A strategic, systemwide approach is helping Portland make the most of pump station condition data to plan for the right maintenance investments at the right time.
The City of Portland Bureau of Environmental Services (BES) operates a massive network of infrastructure to serve more than half a million customers, including 97 pump stations comprised of thousands of equipment assets. In the past, any needed improvements to the pump stations were identified based on staff input and by reviewing qualitative assessments that were often not kept updated. The nature of the decision-making process made it difficult for BES to accurately forecast and consistently prioritize upcoming needs, to understand the magnitude of the investment needed across the system, and thus there was a sense that the City was falling behind on maintaining a reliable and high-performing system. The City needed a more effective and efficient way to adequately fund and prioritize repairs and replacements.
The City was determined to tackle a challenge common among municipalities of its size: how could they better use their data to optimize equipment lifespans and make the most effective and timely investments in system maintenance? The City partnered with WSC to create a new approach—a strategic plan that takes a systemwide view to identify the right maintenance investments at the right time.
The BES Pump Station System Plan is used to establish a framework for continuous evaluation of system conditions and performance to guide investment decisions and budgetary needs for the next 75 years. With the new approach now underway, two important outcomes have resulted.
Improved Data Management
Few municipalities are data poor. In fact, they can collect so much data that a new, common challenge has emerged: how do operators efficiently and securely use the data to make better decisions and/or to improve the efficiency of pump station operations?
Within the BES, data is collected at several points. Information pertaining to pump station assets such as age, size, capacity, upgrade costs, and more exist in various locations on BES servers. New information is collected every day as operations and maintenance staff perform inspections, testing, and maintenance work, and as SCADA systems report pump station operations. The goal was to build a tool for BES to leverage this data for better decision making, including maintenance cost estimations and projections on when equipment will break down or fail.
The project team designed and prototyped tools to take data from different sources (across several software platforms), integrate that data, and consistently apply a series of calculations to estimate remaining useful life of assets and the potential costs that could result from an unexpected failure. Through this process, the tool enables a holistic and integrated view of the data that supports significantly improved decision making for prioritizing and planning proactive renewal projects based on a quantifiable risk of failing to meet established levels of service for customers.
Enhanced Condition Assessments
Like many other municipalities, systemwide condition assessments have been resource-intensive for the City of Portland. Staff would be required to go to every facility and manually assign assessment scores to assets once every 5 to 10 years. Not only is this approach arduous, but it means that data can quickly become outdated.
The project team addressed these concerns by designing an asset management approach that incorporated data from the City’s growing Wastewater Condition Assessment Program. This approach increased the frequency of data input and improved staff’s ability to access more data, in a more integrated way, in real time. For instance, each time a maintenance operator receives a workorder, they assign a condition score to the asset(s) involved in the maintenance procedure. That provides immediate value to the City, as more frequent collection of condition data means more and better data overall. Staff can now make maintenance decisions based on the specifics of their equipment and their ability to model and predict maintenance needs in real time.
BES’ Pump Station System Plan elevates existing practices and incorporates new processes using powerful but accessible data integration platforms to cultivate a living plan. Implementation of robust yet targeted data collection efforts are yielding a program that is informed by geospatial information, BES asset statistics, and operational preferences and capabilities.
With the first steps in place, BES looks ahead to the possibilities for continual improvement, specifically more asset failure data to better predict remaining useful life, diagnostic testing to inform asset condition beyond visual assessment, preparedness for technological obsolescence and component-level replacement opportunities to maximize asset life, and increased monitoring to provide real-time understanding of system needs.

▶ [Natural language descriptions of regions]
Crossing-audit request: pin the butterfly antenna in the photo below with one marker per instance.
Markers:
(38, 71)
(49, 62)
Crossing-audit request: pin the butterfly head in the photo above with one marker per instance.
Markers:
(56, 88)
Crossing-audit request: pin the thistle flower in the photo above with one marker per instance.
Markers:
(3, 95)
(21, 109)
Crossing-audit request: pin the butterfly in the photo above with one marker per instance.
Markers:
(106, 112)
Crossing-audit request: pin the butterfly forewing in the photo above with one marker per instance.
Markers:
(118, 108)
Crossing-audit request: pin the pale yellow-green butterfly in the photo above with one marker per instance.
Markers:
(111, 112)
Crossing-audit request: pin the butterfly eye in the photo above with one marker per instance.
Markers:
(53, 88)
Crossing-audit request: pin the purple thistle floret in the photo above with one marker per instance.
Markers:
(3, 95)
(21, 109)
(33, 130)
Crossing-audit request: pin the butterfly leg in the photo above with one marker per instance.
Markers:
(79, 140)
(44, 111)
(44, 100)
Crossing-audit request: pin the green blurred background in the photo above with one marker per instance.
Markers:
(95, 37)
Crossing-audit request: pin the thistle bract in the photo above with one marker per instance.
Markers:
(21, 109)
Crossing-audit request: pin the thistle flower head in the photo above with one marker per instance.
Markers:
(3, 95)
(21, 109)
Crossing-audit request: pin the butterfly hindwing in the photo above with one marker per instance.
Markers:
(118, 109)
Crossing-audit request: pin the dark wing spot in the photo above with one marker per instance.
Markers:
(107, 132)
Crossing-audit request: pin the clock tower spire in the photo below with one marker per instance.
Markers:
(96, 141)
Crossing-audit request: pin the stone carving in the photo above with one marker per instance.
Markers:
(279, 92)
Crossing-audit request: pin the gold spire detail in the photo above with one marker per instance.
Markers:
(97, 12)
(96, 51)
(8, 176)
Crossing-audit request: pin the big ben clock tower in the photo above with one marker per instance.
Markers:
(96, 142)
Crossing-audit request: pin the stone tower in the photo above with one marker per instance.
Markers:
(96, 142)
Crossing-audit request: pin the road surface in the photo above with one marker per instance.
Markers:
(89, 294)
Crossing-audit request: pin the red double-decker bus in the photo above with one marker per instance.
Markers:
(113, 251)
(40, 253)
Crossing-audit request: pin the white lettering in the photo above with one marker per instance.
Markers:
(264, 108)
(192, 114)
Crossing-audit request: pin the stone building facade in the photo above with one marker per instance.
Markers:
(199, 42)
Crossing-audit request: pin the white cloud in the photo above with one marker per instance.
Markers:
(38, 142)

▶ [DIRECTIONS FOR THIS TASK]
Answer these from the pump station article:
(a) How many pump stations does BES operate?
(b) For how many years is the Pump Station System Plan meant to guide investment decisions and budgetary needs?
(c) Under the earlier approach, how often did staff visit facilities to manually assign assessment scores to assets?

▶ [SOLUTION TO THIS TASK]
(a) 97
(b) The next 75 years
(c) Once every 5 to 10 years